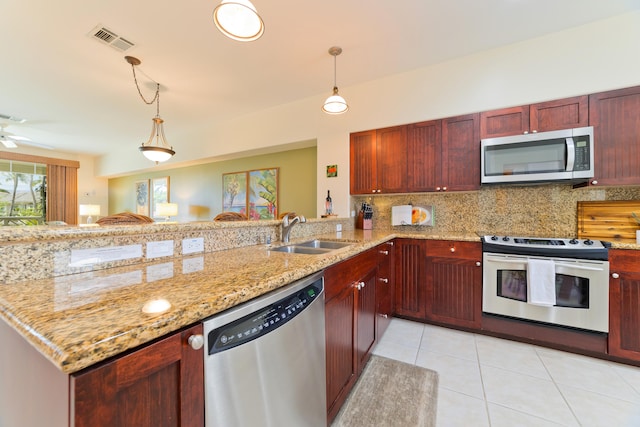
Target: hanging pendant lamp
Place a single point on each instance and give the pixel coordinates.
(156, 148)
(238, 20)
(335, 104)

════════════════════

# CONSEGNA
Riporta tutte le righe qui sopra senza alcuna modifica, tralasciando le immagini.

# SOLUZIONE
Target: hanging pendant lamp
Place a single point on each instance and give the pixel coordinates.
(156, 148)
(238, 20)
(335, 104)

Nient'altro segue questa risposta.